Romer’s article on ‘mathiness’ triggered a debate in the economics blogs last year. I didn’t pay a great deal of attention at the time; that economists were using relatively trivial yet abstruse mathematics to disguise their political leanings didn’t seem a particularly penetrating insight.
Later in the year, I read a comment piece by John Kay on the same subject in the Financial Times. Kay’s article, published under the headline ‘Economists should keep to the facts, not feelings’, was sufficiently cavalier with the facts that I felt compelled to respond. I was not the only one – Geoff Harcourt wrote a letter supporting my defence of Joan Robinson and correcting Kay’s inaccurate description of her as a Marxist.

TASK 1:
Answer the following questions using the passage on "mathiness," one answer per line, marked as the questions are.
(a) What triggered a debate in the economics blogs last year?
(b) Under what headline was John Kay's article published?
(c) Who wrote a letter supporting the defense of Joan Robinson?
TASK 2: Continue the passage on "mathiness" from its final sentence.

DATA ROWS:
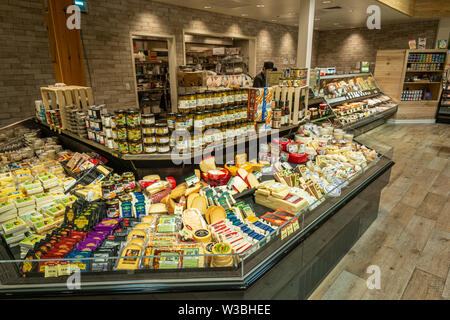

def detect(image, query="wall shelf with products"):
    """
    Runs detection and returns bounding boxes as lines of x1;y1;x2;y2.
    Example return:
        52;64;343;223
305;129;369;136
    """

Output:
375;49;448;120
309;73;398;134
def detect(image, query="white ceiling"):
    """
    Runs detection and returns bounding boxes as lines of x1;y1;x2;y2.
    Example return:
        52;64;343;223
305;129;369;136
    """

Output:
153;0;438;30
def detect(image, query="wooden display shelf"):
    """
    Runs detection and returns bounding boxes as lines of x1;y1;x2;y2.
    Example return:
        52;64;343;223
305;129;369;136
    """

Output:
36;120;299;161
375;49;449;120
403;81;442;85
406;70;444;73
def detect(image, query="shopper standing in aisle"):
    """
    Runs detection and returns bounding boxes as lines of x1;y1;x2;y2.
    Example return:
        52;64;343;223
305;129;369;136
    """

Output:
253;61;273;88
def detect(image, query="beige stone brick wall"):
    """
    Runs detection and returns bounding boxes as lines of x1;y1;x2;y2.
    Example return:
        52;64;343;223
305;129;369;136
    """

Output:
312;20;439;73
0;0;55;126
82;0;297;110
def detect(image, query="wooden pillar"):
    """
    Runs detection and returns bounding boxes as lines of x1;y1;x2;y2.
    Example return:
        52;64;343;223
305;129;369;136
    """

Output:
42;0;87;86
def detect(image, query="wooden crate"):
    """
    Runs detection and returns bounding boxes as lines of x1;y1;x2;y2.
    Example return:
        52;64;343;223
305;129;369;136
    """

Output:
41;86;94;129
273;86;309;125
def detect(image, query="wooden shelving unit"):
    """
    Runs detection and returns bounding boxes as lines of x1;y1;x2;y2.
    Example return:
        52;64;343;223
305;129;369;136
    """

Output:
375;49;449;120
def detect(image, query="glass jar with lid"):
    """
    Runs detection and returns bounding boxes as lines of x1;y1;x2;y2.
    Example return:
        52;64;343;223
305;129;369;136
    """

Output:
194;111;205;131
167;113;176;130
211;91;221;110
127;109;141;127
195;92;206;111
128;140;142;154
204;110;213;130
178;94;189;113
155;122;169;135
144;143;156;154
212;108;222;128
114;110;127;126
241;89;248;104
141;113;156;125
127;126;142;140
205;91;214;110
116;125;128;140
220;90;229;108
175;113;186;130
227;89;236;106
186;112;194;130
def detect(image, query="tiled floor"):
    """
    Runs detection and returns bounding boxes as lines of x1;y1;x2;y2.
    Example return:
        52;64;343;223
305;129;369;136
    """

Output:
310;124;450;300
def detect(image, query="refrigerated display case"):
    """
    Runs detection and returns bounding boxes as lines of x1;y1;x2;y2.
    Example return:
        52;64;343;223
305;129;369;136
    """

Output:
0;117;394;299
312;73;398;133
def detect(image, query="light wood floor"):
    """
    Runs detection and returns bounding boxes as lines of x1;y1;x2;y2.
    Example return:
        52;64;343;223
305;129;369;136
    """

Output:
310;124;450;300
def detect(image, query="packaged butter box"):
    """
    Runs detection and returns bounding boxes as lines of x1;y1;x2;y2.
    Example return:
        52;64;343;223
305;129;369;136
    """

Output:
247;88;274;128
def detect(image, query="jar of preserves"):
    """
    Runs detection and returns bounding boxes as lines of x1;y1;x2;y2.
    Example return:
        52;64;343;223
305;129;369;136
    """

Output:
195;92;206;112
241;89;248;104
104;127;113;138
205;91;214;110
116;125;128;140
175;113;186;130
156;134;170;144
141;124;156;135
127;126;142;140
178;94;189;113
186;112;194;130
144;143;156;154
117;139;129;154
141;113;156;125
204;110;213;130
194;111;205;131
142;134;156;144
127;109;141;127
220;90;229;108
211;91;221;109
102;113;113;128
128;140;142;154
227;89;236;106
156;144;170;153
155;123;169;135
227;107;234;125
167;113;176;130
186;94;197;112
211;108;222;128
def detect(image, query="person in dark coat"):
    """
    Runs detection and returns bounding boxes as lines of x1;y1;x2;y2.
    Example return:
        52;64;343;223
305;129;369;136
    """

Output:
253;61;273;88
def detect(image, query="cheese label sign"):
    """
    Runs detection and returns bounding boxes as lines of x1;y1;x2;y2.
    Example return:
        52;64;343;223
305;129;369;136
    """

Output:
185;174;200;187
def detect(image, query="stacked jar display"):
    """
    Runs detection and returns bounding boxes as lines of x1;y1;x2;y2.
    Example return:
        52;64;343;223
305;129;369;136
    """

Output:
85;104;107;145
112;109;143;154
174;89;254;151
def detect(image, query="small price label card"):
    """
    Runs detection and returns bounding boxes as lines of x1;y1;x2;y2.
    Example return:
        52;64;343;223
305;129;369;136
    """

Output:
185;174;200;187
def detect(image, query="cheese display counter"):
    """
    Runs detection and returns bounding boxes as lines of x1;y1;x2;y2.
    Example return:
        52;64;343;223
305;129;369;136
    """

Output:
309;73;398;133
0;118;394;299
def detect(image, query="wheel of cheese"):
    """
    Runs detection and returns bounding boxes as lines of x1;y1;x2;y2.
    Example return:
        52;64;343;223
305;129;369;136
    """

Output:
288;153;308;164
194;229;211;243
209;206;227;224
272;138;291;151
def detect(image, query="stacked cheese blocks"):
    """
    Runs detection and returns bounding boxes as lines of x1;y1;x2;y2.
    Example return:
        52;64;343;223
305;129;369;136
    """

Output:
2;218;28;247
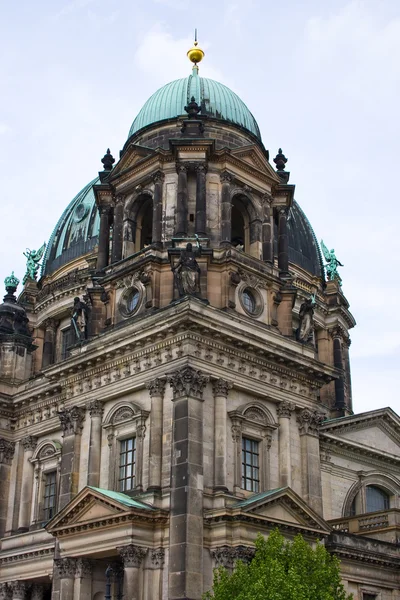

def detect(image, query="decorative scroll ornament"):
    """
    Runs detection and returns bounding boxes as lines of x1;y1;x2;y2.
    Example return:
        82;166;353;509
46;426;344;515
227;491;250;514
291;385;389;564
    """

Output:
58;406;85;436
146;377;166;397
297;408;326;436
54;558;76;579
276;400;296;419
168;367;210;399
117;544;147;569
212;379;233;398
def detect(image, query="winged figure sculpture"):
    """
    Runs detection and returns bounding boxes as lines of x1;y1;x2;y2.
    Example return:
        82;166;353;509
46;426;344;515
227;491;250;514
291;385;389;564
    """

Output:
321;240;344;283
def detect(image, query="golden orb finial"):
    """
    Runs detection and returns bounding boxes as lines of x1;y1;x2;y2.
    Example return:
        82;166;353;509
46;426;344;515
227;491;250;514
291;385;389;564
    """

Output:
187;29;204;65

EXPECTED OUTPUT 1:
(a) Romer's article on "mathiness"
(b) 'Economists should keep to the facts, not feelings'
(c) Geoff Harcourt

EXPECTED OUTPUT 2:
After writing the letter, I found myself wondering why a serious writer like Kay would publish such carelessly inaccurate statements. Following a suggestion from Matteus Grasselli, I turned to Romer’s original paper:
Economists usually stick to science. Robert Solow was engaged in science when he developed his mathematical theory of growth. But they can get drawn into academic politics. Joan Robinson was engaged in academic politics when she waged her campaign against capital and the aggregate production function …
Solow’s mathematical theory of growth mapped the word ‘capital’ onto a variable in his mathematical equations, and onto both data from national income accounts and objects like machines or structures that someone could observe directly. The tight connection between the word and the equations gave the word a precise meaning that facilitated equally tight connections between theoretical and empirical claims. Gary Becker’s mathematical theory of wages gave the words ‘human capital’ the same precision …
Once again, the facts appear to have fallen by the wayside. The issue at the heart of the debates involving Joan Robinson, Robert Solow and others is whether it is valid to represent a complex macroeconomic system (such as a country) with a single ‘aggregate’ production function. Solow had been working on the assumption that the macroeconomic system could be represented by the same microeconomic mathematical function used to model individual firms. In particular, Solow and his neoclassical colleagues assumed that a key property of the microeconomic version – that labour will be smoothly substituted for capital as the rate of interest rises – would also hold at the aggregate level. It would then be reasonable to produce simple macroeconomic models by assuming a single production function for the whole economy, as Solow did in his famous growth model.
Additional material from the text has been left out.